* _What the task requires_
Every line from the one containing "Reviewer note: every instance of the dark bay" to the final line of the material below must be reproduced exactly; leave out all other lines.

..........

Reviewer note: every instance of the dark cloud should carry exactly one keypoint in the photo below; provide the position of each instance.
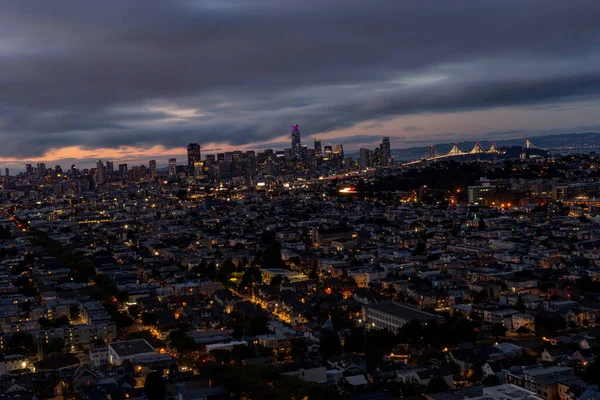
(119, 72)
(413, 128)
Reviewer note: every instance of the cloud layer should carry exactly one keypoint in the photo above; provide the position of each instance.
(235, 72)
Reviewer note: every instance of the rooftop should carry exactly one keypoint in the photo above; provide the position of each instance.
(128, 348)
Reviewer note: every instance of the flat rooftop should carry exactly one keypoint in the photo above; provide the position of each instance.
(403, 312)
(128, 348)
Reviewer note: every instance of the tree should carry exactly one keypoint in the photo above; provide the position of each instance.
(149, 319)
(155, 387)
(182, 194)
(523, 330)
(228, 267)
(271, 257)
(134, 311)
(180, 341)
(437, 385)
(55, 346)
(355, 342)
(251, 276)
(20, 343)
(498, 330)
(277, 280)
(329, 344)
(549, 324)
(221, 356)
(520, 304)
(481, 225)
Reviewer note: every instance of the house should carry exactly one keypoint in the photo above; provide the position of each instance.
(393, 316)
(493, 368)
(98, 356)
(305, 372)
(128, 350)
(555, 355)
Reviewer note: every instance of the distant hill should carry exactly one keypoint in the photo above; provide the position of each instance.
(546, 141)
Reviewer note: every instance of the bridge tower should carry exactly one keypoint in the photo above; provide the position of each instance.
(455, 151)
(477, 149)
(432, 153)
(494, 149)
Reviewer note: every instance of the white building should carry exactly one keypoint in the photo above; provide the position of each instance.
(99, 356)
(128, 350)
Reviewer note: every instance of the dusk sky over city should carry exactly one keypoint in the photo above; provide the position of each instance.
(130, 80)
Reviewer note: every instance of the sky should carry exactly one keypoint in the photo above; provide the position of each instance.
(136, 80)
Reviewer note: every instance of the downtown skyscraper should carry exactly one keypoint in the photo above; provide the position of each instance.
(193, 154)
(296, 142)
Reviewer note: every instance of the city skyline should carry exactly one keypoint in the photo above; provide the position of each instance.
(109, 90)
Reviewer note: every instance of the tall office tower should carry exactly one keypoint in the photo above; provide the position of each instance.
(99, 172)
(193, 154)
(365, 159)
(210, 159)
(122, 170)
(198, 170)
(172, 166)
(296, 143)
(152, 164)
(288, 153)
(41, 170)
(318, 149)
(386, 152)
(304, 153)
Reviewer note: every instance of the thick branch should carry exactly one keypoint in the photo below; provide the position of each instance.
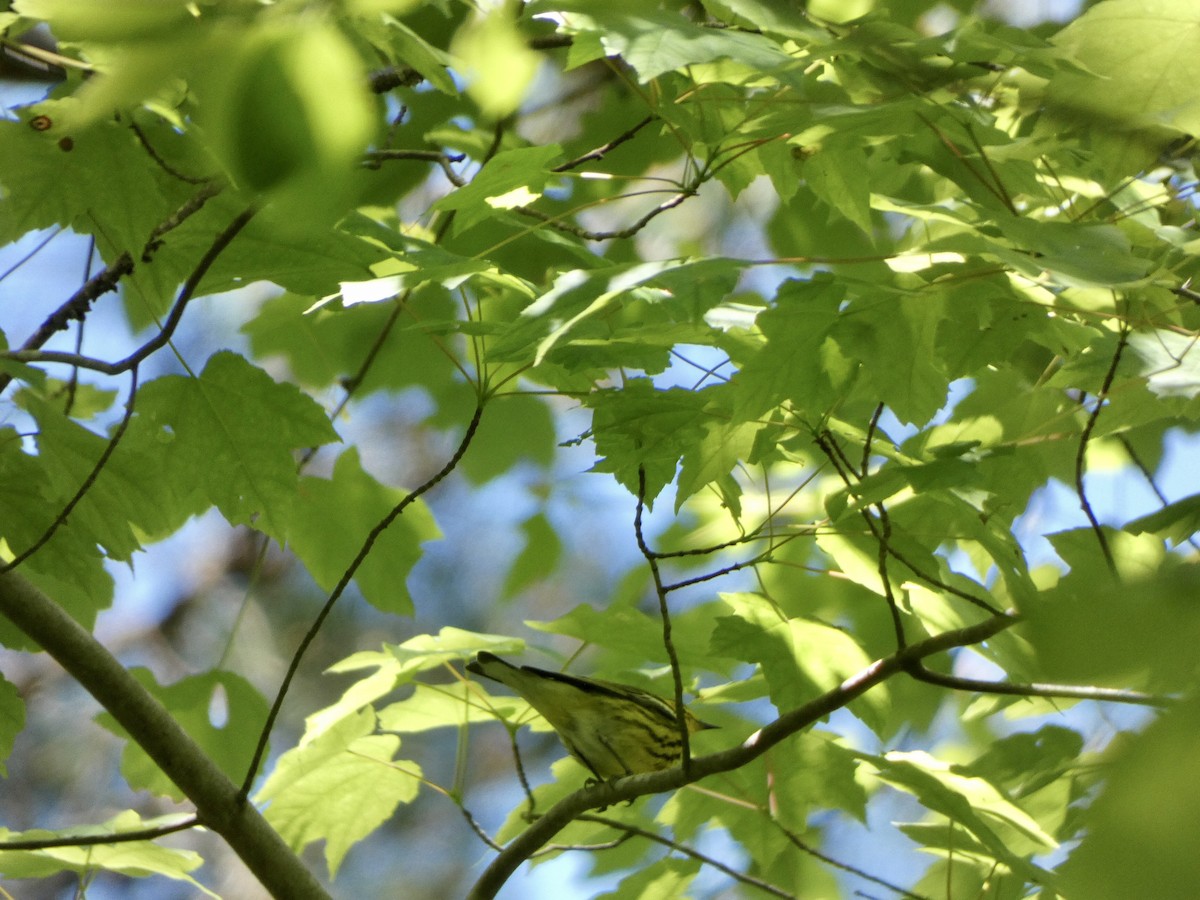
(610, 792)
(155, 731)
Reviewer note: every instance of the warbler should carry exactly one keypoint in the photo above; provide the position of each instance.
(612, 729)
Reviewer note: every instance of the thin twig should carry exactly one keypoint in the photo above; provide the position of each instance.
(607, 793)
(665, 615)
(1081, 451)
(91, 840)
(604, 149)
(774, 891)
(65, 513)
(1056, 691)
(177, 312)
(845, 867)
(343, 582)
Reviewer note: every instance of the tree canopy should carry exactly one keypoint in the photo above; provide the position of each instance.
(832, 371)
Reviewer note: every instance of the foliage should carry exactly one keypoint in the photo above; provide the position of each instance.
(839, 304)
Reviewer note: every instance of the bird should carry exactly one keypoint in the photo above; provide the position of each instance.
(613, 730)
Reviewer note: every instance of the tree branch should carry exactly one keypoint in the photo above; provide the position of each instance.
(148, 723)
(177, 312)
(1081, 453)
(364, 551)
(607, 793)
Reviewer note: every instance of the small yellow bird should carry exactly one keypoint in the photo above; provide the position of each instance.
(612, 729)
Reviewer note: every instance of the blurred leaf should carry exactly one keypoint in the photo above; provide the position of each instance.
(339, 787)
(231, 432)
(540, 556)
(220, 711)
(331, 519)
(129, 858)
(12, 719)
(1145, 825)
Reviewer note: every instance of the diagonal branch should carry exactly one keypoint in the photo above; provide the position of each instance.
(347, 576)
(173, 318)
(1081, 451)
(148, 723)
(61, 517)
(665, 615)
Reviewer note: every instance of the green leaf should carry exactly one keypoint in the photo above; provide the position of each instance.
(791, 361)
(126, 502)
(330, 522)
(1002, 827)
(1140, 58)
(129, 858)
(1176, 521)
(220, 711)
(498, 63)
(642, 429)
(539, 557)
(723, 447)
(513, 430)
(664, 880)
(435, 706)
(231, 436)
(339, 787)
(835, 175)
(325, 345)
(286, 127)
(655, 42)
(12, 719)
(801, 658)
(1145, 823)
(499, 183)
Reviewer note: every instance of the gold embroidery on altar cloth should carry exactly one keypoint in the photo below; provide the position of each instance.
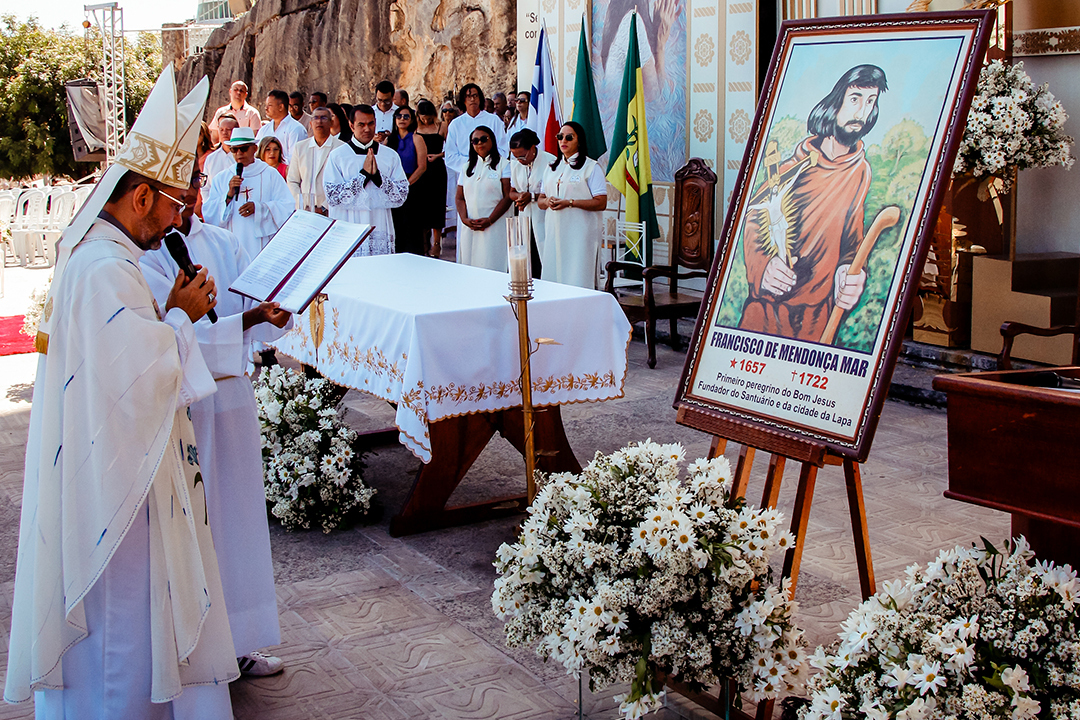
(386, 374)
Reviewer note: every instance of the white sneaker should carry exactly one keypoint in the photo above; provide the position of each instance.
(259, 665)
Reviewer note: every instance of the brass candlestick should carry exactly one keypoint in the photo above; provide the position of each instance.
(518, 259)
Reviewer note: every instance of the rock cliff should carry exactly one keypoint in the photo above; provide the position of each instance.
(343, 48)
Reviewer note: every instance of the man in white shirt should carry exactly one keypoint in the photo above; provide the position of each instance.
(363, 180)
(527, 172)
(471, 99)
(220, 159)
(309, 160)
(228, 436)
(246, 116)
(385, 110)
(296, 110)
(287, 131)
(253, 205)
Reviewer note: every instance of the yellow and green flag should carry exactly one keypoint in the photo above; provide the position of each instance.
(629, 162)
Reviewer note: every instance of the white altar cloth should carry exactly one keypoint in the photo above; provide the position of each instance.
(440, 340)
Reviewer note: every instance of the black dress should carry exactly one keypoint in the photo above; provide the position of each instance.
(431, 188)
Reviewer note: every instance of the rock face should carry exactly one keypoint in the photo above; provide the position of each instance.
(343, 48)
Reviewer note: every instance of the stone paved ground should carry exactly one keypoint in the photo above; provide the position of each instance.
(379, 627)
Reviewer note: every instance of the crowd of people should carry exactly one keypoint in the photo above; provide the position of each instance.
(415, 173)
(176, 454)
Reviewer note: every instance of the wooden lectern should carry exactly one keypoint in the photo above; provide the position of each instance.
(1012, 446)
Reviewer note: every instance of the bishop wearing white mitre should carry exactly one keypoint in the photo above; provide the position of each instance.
(363, 180)
(118, 609)
(253, 205)
(228, 435)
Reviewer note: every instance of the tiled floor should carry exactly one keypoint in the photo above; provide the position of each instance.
(381, 627)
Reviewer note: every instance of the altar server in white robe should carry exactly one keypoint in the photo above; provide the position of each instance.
(253, 206)
(220, 160)
(483, 200)
(527, 172)
(118, 609)
(227, 432)
(575, 195)
(363, 180)
(456, 148)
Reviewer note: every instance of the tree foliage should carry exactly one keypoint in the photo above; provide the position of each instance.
(35, 63)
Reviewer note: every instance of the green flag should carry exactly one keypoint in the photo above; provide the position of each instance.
(586, 109)
(629, 163)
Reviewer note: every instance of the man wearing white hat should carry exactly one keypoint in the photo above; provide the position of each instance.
(227, 433)
(118, 610)
(254, 204)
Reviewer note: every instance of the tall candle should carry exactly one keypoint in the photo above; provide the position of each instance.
(518, 263)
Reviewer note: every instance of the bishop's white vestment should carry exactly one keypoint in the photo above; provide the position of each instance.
(227, 431)
(273, 203)
(355, 198)
(118, 605)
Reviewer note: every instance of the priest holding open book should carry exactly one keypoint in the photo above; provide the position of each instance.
(363, 180)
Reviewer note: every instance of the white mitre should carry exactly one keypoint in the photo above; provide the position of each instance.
(161, 146)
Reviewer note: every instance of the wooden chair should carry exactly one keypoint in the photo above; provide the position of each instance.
(1011, 329)
(691, 248)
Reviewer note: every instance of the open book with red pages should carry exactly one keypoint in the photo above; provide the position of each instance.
(300, 258)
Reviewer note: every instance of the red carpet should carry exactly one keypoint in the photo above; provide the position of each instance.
(12, 341)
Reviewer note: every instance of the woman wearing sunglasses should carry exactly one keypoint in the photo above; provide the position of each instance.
(574, 195)
(483, 200)
(413, 150)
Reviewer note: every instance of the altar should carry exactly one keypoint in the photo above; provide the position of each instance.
(440, 341)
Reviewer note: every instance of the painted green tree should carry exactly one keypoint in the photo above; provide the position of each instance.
(35, 63)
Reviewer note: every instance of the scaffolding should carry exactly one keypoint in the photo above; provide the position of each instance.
(109, 19)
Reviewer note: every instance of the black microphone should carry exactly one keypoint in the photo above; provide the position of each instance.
(240, 174)
(178, 249)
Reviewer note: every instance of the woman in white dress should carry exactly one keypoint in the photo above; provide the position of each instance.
(483, 200)
(575, 195)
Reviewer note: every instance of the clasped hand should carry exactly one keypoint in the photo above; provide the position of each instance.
(196, 296)
(477, 223)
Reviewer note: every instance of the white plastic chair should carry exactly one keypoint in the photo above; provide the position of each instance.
(81, 192)
(62, 206)
(621, 246)
(28, 225)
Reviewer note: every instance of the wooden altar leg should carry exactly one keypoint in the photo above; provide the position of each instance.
(858, 512)
(717, 447)
(772, 480)
(456, 443)
(554, 453)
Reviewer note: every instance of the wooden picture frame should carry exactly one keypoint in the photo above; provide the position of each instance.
(777, 362)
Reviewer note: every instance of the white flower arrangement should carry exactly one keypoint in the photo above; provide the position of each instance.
(629, 571)
(32, 316)
(313, 475)
(976, 635)
(1012, 124)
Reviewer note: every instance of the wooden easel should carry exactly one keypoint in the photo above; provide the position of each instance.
(782, 449)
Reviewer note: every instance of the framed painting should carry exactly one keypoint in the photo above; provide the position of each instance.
(852, 146)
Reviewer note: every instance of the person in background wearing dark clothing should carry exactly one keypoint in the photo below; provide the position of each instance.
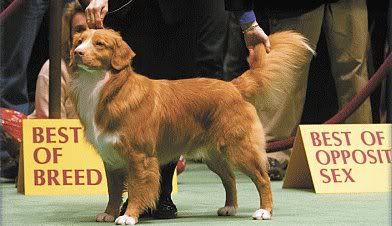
(18, 32)
(389, 77)
(344, 24)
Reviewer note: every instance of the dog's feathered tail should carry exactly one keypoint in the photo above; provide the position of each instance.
(271, 75)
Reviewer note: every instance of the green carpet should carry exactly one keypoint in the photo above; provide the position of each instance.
(200, 195)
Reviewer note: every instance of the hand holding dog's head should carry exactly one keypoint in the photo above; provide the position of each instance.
(101, 49)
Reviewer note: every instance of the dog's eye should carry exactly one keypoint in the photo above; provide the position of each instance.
(100, 44)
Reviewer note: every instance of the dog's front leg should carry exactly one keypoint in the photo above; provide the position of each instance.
(115, 182)
(143, 186)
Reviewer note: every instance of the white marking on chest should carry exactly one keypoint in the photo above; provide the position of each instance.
(89, 87)
(86, 43)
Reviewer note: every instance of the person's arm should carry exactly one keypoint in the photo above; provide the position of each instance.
(253, 33)
(96, 11)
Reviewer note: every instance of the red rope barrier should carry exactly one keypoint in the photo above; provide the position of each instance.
(347, 110)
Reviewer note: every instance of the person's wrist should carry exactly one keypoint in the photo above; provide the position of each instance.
(249, 26)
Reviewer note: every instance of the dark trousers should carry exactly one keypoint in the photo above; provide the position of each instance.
(18, 32)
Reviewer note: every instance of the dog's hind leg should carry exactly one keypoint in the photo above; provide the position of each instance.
(115, 182)
(143, 186)
(250, 160)
(218, 165)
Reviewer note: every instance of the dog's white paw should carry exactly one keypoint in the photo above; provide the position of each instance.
(227, 211)
(262, 214)
(104, 217)
(126, 220)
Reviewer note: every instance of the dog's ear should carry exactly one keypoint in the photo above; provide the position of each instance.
(75, 40)
(122, 55)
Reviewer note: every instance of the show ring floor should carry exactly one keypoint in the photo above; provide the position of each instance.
(200, 195)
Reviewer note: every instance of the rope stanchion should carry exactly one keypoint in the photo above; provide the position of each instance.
(347, 110)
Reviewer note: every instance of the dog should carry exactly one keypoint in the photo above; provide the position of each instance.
(136, 124)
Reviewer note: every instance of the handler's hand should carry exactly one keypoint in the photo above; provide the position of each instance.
(256, 35)
(96, 12)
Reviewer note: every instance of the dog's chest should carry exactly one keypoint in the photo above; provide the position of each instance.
(89, 89)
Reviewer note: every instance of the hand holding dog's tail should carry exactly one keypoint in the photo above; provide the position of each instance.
(271, 75)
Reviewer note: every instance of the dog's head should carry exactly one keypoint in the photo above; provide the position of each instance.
(102, 49)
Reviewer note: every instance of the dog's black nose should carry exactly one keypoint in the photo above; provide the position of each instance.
(79, 52)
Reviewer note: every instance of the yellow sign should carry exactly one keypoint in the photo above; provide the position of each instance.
(344, 158)
(57, 159)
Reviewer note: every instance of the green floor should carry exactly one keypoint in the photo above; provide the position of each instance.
(200, 195)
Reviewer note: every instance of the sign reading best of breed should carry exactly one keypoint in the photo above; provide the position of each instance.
(346, 158)
(57, 160)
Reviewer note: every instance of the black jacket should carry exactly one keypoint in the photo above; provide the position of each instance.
(277, 8)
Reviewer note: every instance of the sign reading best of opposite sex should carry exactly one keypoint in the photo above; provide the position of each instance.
(58, 160)
(345, 158)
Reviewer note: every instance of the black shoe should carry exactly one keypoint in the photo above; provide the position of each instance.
(277, 170)
(165, 210)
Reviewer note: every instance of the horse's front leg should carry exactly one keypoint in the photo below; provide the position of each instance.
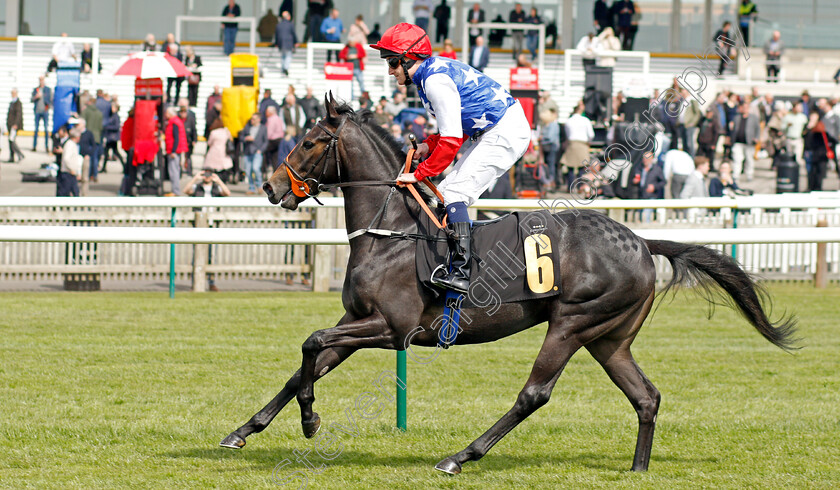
(369, 332)
(328, 359)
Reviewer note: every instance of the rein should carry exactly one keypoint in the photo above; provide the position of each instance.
(300, 186)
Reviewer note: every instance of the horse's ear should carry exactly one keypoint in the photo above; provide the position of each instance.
(329, 103)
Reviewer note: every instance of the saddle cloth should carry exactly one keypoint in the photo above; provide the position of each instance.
(513, 258)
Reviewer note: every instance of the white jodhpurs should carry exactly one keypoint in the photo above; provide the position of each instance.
(490, 157)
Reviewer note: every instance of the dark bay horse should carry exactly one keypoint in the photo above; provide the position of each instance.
(607, 288)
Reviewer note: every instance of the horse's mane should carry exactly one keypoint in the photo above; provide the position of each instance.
(364, 118)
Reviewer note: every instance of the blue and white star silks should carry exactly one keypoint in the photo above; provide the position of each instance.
(465, 100)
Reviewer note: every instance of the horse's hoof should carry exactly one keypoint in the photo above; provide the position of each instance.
(311, 427)
(449, 465)
(233, 441)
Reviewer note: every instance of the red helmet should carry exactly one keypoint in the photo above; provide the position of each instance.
(406, 40)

..........

* _Solution for this problem_
Reviewer note: every instance of the dark bay horse should carry exactly one keypoint in the photo above; provide the position of each instance.
(607, 288)
Reviewer note: every instance of the horse's mane should carry exactly one keypoint in the photo above; provide the position of each instance.
(364, 118)
Reviewer note: every instance of the blue and white star silks should carry exactly one keypoint in the photo above; provide the position of each instance.
(465, 100)
Reviewer note: every instance of the horse's hoof should carry exactly one keypoint in the photo above; provide the position of each instance.
(311, 427)
(449, 465)
(233, 441)
Reviewer note: every instance of the red helmet should carry exactly one keypoint in the photo above; provide the position of each instance.
(406, 40)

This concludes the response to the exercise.